[[ PROVIDED MATERIAL open ]]
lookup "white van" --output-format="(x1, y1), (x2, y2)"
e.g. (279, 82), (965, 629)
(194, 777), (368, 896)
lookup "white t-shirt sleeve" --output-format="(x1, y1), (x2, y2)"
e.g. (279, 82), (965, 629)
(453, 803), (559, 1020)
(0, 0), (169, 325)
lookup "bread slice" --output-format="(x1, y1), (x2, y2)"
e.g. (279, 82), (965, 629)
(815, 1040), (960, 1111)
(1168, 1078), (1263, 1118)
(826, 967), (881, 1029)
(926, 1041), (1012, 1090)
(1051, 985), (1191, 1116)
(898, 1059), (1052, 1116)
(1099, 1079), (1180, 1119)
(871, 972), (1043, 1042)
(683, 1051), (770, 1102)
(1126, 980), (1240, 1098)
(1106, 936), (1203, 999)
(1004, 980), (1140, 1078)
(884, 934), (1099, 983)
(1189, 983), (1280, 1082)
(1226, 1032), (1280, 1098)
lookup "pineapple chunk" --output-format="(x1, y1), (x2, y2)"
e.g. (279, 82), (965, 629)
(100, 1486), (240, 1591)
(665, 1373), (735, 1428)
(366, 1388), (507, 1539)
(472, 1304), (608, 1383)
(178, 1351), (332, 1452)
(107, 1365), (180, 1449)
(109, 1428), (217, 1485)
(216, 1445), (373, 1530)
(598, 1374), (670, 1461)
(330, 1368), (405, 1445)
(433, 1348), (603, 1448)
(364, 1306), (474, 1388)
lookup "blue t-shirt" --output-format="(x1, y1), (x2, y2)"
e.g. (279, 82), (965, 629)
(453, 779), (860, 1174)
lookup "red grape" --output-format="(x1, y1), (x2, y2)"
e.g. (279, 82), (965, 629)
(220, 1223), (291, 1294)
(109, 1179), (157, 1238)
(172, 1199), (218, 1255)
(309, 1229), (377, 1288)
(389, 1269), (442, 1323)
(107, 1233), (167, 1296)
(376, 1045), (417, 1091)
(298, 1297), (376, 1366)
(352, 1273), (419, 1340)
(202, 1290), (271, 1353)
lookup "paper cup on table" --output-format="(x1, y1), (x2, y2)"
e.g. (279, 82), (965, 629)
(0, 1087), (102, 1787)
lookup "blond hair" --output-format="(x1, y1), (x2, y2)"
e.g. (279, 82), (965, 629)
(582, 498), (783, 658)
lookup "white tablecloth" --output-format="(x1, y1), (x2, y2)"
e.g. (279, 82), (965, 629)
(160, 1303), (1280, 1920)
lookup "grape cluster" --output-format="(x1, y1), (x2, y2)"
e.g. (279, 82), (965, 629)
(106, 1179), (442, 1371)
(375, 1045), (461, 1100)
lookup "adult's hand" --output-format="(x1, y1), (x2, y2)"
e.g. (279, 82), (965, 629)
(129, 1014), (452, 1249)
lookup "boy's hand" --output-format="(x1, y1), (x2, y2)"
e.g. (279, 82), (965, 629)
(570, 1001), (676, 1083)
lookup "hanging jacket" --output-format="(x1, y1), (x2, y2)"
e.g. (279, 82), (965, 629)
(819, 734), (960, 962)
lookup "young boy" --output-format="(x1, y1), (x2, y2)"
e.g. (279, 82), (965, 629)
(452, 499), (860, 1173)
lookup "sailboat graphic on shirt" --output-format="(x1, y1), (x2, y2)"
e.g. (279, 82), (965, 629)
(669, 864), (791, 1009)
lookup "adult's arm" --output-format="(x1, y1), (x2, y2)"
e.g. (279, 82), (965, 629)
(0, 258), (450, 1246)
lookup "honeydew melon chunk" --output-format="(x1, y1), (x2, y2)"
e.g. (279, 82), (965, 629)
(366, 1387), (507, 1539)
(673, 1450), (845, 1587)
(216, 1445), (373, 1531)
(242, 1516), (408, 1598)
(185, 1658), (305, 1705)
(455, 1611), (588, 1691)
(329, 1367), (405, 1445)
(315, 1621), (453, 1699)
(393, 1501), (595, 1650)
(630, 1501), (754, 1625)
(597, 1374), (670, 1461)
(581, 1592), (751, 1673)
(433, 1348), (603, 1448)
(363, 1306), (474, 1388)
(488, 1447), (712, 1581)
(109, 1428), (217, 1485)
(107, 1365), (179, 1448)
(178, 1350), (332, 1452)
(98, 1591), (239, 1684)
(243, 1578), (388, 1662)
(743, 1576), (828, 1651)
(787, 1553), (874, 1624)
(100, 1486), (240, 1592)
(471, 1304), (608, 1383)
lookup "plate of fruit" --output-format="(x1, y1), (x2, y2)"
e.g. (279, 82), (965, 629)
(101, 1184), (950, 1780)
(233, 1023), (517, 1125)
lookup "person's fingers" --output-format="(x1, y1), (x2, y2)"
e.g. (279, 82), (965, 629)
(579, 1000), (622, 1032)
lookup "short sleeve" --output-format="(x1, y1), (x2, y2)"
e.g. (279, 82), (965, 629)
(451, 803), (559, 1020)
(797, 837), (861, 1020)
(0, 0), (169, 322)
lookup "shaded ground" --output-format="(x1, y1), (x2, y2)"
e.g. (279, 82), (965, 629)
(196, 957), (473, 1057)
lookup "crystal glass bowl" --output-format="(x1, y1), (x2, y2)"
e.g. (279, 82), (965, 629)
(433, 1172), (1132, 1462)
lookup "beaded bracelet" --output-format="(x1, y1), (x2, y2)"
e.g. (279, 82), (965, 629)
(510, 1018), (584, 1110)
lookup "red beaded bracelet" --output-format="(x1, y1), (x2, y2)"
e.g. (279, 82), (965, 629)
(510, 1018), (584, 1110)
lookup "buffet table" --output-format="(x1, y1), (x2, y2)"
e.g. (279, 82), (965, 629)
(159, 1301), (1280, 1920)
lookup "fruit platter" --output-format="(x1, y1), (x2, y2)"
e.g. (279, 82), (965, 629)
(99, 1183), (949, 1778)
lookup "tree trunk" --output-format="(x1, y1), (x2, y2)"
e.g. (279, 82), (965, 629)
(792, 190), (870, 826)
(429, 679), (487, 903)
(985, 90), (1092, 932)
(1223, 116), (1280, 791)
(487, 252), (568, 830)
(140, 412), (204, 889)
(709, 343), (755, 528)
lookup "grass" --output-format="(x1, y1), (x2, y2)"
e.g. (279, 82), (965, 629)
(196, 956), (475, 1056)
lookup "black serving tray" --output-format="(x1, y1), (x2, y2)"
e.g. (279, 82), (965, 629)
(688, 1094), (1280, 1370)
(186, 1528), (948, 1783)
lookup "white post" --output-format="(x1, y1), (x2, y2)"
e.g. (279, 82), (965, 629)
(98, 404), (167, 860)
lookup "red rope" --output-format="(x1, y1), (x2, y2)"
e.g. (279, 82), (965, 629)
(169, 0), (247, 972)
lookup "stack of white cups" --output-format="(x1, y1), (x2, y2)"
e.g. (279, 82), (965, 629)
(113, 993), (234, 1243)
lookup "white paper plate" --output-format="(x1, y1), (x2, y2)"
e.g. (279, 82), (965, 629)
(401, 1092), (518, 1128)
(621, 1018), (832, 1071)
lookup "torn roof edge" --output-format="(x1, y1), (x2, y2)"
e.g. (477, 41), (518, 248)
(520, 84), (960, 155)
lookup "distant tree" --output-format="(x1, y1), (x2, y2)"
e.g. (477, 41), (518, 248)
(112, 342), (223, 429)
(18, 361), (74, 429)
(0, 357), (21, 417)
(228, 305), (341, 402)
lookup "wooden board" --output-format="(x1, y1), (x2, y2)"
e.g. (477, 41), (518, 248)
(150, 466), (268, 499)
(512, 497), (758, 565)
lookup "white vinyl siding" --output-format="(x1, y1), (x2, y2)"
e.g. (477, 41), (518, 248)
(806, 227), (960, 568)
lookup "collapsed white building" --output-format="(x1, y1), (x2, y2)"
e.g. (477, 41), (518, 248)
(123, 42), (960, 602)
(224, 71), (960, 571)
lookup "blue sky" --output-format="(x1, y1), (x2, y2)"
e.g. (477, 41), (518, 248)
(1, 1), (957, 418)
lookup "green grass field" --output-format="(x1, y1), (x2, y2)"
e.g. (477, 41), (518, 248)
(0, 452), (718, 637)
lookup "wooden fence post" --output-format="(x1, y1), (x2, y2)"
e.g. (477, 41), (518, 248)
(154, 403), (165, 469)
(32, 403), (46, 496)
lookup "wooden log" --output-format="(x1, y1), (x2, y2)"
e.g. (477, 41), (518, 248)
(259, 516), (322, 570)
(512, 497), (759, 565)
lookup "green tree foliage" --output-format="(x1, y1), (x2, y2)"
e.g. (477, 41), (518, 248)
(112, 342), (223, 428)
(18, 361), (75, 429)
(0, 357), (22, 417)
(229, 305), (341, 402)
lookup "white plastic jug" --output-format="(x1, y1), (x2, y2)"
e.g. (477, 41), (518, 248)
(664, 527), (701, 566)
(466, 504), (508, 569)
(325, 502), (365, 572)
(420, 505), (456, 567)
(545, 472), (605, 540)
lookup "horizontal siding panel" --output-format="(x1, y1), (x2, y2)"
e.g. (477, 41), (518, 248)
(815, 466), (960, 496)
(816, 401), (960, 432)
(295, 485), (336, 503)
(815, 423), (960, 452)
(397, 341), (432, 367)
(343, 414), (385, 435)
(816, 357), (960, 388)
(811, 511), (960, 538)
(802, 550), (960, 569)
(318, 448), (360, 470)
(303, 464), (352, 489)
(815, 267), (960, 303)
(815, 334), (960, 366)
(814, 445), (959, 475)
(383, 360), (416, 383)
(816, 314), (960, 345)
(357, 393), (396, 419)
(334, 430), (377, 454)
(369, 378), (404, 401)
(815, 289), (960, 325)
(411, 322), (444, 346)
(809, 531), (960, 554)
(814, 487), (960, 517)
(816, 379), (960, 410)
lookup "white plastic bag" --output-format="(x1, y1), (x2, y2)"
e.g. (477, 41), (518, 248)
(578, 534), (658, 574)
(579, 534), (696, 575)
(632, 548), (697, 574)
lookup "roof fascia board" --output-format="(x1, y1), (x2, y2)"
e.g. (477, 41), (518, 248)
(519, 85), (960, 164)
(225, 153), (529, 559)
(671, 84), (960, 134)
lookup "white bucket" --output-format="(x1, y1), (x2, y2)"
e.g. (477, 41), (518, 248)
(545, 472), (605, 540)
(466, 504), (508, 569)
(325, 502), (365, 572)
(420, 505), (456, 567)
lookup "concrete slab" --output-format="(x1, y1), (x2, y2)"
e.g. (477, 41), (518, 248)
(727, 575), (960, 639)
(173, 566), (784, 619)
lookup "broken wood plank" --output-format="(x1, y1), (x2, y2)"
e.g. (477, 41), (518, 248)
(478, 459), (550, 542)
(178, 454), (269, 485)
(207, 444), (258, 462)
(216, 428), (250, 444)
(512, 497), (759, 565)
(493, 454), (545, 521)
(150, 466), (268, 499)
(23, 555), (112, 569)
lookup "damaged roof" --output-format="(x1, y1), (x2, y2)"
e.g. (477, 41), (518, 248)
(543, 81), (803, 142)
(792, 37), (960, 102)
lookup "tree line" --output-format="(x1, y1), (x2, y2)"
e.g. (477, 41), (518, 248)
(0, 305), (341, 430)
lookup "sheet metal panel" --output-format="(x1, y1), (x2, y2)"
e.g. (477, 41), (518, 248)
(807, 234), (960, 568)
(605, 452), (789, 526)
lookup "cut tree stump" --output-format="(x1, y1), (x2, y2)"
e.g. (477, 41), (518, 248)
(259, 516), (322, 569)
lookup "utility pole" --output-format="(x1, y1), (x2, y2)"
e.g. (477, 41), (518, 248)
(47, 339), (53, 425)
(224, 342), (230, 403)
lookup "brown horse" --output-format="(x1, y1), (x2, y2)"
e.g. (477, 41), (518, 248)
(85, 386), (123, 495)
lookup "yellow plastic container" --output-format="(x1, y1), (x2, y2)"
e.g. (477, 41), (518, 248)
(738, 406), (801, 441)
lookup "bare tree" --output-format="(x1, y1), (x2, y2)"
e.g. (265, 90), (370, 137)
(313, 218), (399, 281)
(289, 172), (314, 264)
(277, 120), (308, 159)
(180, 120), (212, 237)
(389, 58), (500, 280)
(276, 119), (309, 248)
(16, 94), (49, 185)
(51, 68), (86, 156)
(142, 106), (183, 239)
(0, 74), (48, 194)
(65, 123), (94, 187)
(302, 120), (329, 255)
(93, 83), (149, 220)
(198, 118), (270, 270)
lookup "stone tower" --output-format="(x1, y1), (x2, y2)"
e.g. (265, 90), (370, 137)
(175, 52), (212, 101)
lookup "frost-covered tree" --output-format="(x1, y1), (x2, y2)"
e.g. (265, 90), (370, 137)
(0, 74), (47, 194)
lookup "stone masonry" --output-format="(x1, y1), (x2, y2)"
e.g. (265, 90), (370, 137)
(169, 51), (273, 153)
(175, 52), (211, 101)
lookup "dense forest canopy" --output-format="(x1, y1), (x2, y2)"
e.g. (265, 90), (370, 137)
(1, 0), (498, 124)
[[ PROVIDED MATERIAL closed ]]
WORK TO COMPLETE
Identify each line in the entries with the word "roof" and copy it.

TASK RESULT
lookup "torn roof edge" --output-format="(x1, y1), (x2, y2)"
lookup "roof fascia board" --output-format="(x1, y1), (x2, y2)"
lookup "damaged roof" --output-format="(x1, y1), (x2, y2)"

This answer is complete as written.